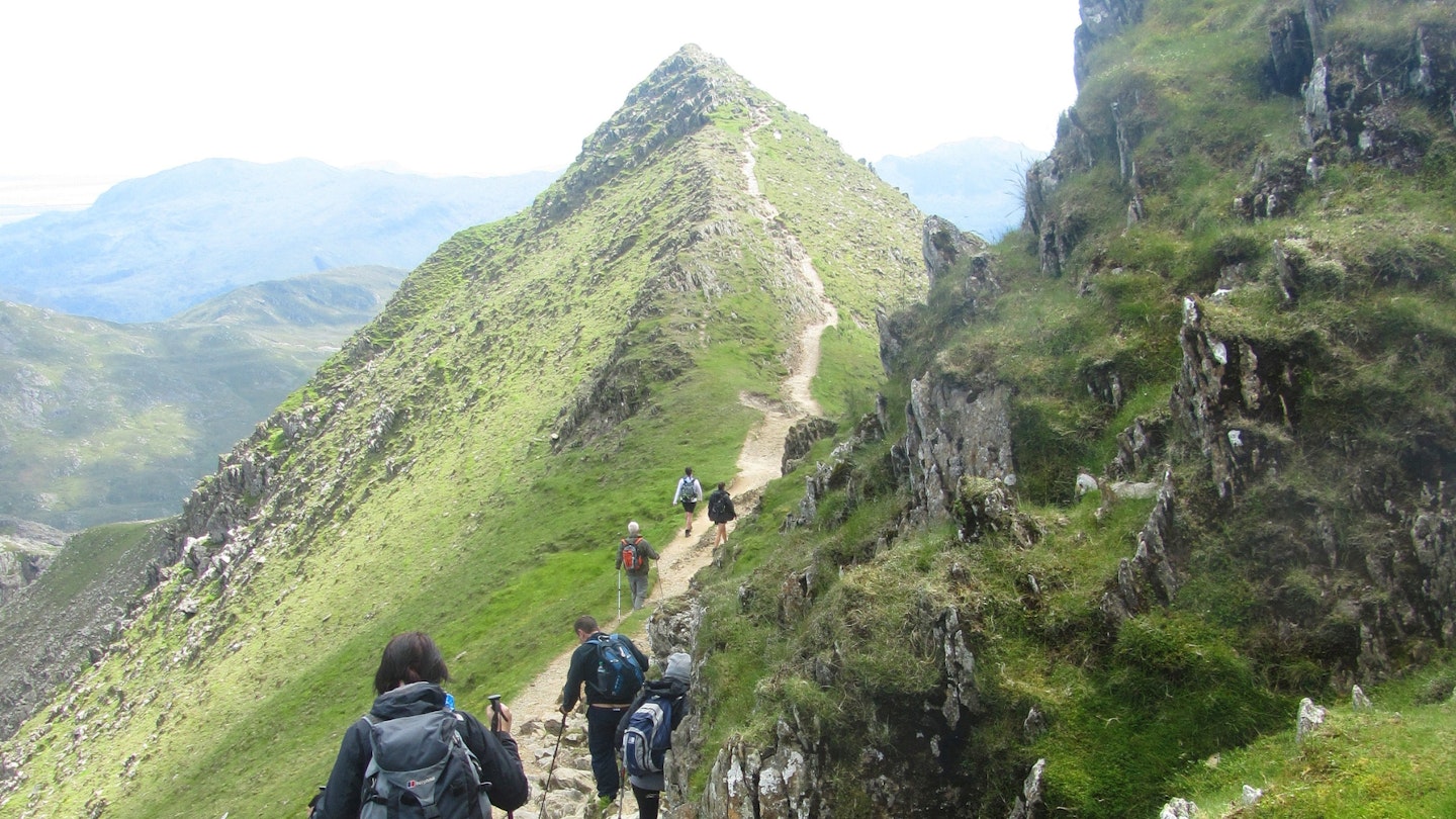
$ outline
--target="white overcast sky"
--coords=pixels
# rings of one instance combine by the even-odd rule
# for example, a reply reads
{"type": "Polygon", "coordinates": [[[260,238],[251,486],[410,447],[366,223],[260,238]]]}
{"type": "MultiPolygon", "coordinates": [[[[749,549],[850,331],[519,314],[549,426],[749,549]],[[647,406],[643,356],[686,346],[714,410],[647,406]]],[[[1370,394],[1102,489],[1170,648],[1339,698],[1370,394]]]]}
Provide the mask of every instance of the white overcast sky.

——————————

**Description of the task:**
Please reproduce these lines with "white overcast sky" substituted by "gray cloud cover" wherever it appears, changing nothing else and omitting the picture.

**Output of the exercise:**
$ outline
--target="gray cloud cover"
--coords=pixels
# rings of one instance combine by the even-odd rule
# for example, a reply reads
{"type": "Polygon", "coordinates": [[[260,238],[251,486],[410,447],[366,223],[260,238]]]}
{"type": "MultiPolygon", "coordinates": [[[[749,549],[850,331],[519,314],[549,426],[749,549]],[[647,406],[643,356],[686,346],[714,410],[647,406]]],[[[1370,394],[1102,489],[1170,648],[1339,698],[1370,394]]]]}
Provide the mask of every instance of the gray cloud cover.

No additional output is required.